# Document section start

Re: can we publish a aset interface?

Lists: pgsql-hackers
From: Pavel Stehule <pavel(dot)stehule(at)gmail(dot)com>
To: PostgreSQL Hackers <pgsql-hackers(at)postgresql(dot)org>
Subject: can we publish a aset interface?
Date: 2010-09-07 08:53:36
Message-ID: AANLkTimEv1DSVVwGXo9T6TgxWJGn9qXvnAEx8D+YS_9Q@mail.gmail.com
Views: Raw Message | Whole Thread | Download mbox | Resend email
Lists: pgsql-hackers

Hello

I would to use a special memory context for shared data (based on
mmap) and I like impementation of aset. There is only one difference -
aset is based on malloc and I would to use a mmap.

malloc() is used in AllocSetContextCreate and AllocSetAlloc. These
procedures should be overwritten, but other code and data structures
can be used. This step can be useful for previous discuss about some
more comfortable maintaining of shared memory.

What do you think about?

Regards

Pavel Stehule


From: Robert Haas <robertmhaas(at)gmail(dot)com>
To: Pavel Stehule <pavel(dot)stehule(at)gmail(dot)com>
Cc: PostgreSQL Hackers <pgsql-hackers(at)postgresql(dot)org>
Subject: Re: can we publish a aset interface?
Date: 2010-09-07 12:09:54
Message-ID: AANLkTi=oNr1CurY4mTbgmw6iKT9E3zkyZdy4xv0EUG+t@mail.gmail.com
Views: Raw Message | Whole Thread | Download mbox | Resend email
Lists: pgsql-hackers

On Tue, Sep 7, 2010 at 4:53 AM, Pavel Stehule <pavel(dot)stehule(at)gmail(dot)com> wrote:
> I would to use a special memory context for shared data (based on
> mmap) and I like impementation of aset. There is only one difference -
> aset is based on malloc and I would to use a mmap.
>
> malloc() is used in AllocSetContextCreate and AllocSetAlloc. These
> procedures should be overwritten, but other code and data structures
> can be used. This step can be useful for previous discuss about some
> more comfortable maintaining of shared memory.
>
> What do you think about?

What would this be good for?

--
Robert Haas
EnterpriseDB: http://www.enterprisedb.com
The Enterprise Postgres Company


From: Pavel Stehule <pavel(dot)stehule(at)gmail(dot)com>
To: Robert Haas <robertmhaas(at)gmail(dot)com>
Cc: PostgreSQL Hackers <pgsql-hackers(at)postgresql(dot)org>
Subject: Re: can we publish a aset interface?

# Document section end
# Stored records start

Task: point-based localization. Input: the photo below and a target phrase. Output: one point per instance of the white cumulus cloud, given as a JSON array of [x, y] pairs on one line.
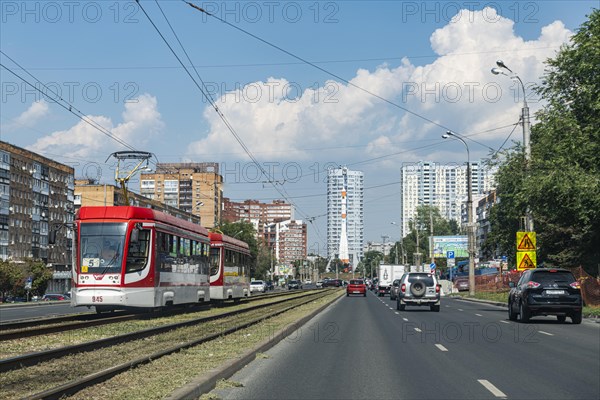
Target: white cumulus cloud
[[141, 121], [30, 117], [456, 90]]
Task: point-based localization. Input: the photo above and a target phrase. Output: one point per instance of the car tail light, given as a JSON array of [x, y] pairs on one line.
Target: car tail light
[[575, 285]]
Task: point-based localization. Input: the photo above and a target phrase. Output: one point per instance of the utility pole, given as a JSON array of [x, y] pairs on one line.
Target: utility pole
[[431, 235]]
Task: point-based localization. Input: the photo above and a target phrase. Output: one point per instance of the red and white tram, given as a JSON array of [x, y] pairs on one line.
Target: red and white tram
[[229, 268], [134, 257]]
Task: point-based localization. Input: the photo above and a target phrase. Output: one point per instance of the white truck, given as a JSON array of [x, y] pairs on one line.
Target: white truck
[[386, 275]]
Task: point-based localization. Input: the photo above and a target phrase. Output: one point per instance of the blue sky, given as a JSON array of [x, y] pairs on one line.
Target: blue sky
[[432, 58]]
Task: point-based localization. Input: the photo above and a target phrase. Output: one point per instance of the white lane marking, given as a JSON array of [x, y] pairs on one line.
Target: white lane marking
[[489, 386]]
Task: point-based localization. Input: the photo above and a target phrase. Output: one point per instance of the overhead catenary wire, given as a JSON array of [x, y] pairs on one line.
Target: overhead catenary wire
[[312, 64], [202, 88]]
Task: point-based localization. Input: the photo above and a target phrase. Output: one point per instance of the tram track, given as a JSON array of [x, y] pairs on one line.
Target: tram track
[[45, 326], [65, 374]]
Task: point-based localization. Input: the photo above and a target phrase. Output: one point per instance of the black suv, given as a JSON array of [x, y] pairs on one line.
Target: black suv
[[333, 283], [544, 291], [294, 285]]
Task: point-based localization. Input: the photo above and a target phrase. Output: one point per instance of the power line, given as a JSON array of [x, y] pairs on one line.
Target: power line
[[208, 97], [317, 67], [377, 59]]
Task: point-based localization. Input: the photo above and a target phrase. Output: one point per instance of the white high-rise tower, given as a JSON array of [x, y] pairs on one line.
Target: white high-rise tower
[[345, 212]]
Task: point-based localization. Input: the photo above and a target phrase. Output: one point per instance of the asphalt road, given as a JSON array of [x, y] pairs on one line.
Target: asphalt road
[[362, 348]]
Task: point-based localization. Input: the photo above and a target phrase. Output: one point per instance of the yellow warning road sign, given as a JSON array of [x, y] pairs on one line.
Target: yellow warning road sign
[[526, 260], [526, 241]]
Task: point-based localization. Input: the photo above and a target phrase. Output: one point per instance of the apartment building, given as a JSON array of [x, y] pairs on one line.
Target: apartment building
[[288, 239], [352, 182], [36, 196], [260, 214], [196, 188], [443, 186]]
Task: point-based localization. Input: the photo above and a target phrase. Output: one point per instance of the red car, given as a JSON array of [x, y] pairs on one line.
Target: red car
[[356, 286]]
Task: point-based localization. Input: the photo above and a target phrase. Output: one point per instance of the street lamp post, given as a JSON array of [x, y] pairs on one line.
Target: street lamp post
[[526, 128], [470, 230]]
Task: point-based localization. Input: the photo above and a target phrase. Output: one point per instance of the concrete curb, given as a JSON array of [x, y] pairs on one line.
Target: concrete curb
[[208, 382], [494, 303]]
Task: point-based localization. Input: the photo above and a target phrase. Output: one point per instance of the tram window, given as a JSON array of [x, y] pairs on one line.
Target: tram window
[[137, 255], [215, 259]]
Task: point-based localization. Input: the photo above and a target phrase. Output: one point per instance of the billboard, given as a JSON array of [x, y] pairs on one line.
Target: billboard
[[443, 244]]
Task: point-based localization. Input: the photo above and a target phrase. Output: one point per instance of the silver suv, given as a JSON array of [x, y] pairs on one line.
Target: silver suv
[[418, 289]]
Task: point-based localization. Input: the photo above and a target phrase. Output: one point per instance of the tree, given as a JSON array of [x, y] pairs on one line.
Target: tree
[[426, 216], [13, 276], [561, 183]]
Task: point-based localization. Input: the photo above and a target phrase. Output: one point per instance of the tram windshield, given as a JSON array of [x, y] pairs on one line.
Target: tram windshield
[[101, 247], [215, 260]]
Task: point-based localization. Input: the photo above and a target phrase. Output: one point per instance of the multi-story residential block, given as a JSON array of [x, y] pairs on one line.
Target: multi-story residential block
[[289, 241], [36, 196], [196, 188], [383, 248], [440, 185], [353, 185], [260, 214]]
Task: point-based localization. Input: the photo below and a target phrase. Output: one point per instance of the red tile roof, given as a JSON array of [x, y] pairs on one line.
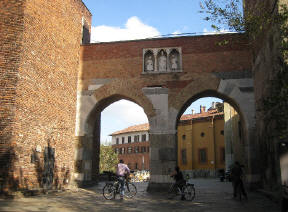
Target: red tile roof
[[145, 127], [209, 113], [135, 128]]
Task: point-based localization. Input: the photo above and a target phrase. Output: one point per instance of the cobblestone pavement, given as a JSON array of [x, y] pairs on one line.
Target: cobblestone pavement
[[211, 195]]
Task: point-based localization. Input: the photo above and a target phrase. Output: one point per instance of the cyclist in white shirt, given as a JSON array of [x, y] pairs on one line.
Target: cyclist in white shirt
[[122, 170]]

# Stored records end

### Requirement 1
In the aset memory-context thread, which two functions use malloc()?
### Requirement 2
Resume the mailing-list thread about publishing the aset interface, continuing it after its final header.

### Exercise output 1
AllocSetContextCreate and AllocSetAlloc.

### Exercise output 2
Date: 2010-09-07 13:27:29
Message-ID: AANLkTin+W+_B2Kjx70_5Xga_LSV_sDSk8wgfTweUws0B@mail.gmail.com
Views: Raw Message | Whole Thread | Download mbox | Resend email
Lists: pgsql-hackers

2010/9/7 Robert Haas <robertmhaas(at)gmail(dot)com>:
> On Tue, Sep 7, 2010 at 4:53 AM, Pavel Stehule <pavel(dot)stehule(at)gmail(dot)com> wrote:
>> I would to use a special memory context for shared data (based on
>> mmap) and I like impementation of aset. There is only one difference -
>> aset is based on malloc and I would to use a mmap.
>>
>> malloc() is used in AllocSetContextCreate and AllocSetAlloc. These
>> procedures should be overwritten, but other code and data structures
>> can be used. This step can be useful for previous discuss about some
>> more comfortable maintaining of shared memory.
>>
>> What do you think about?
>
> What would this be good for?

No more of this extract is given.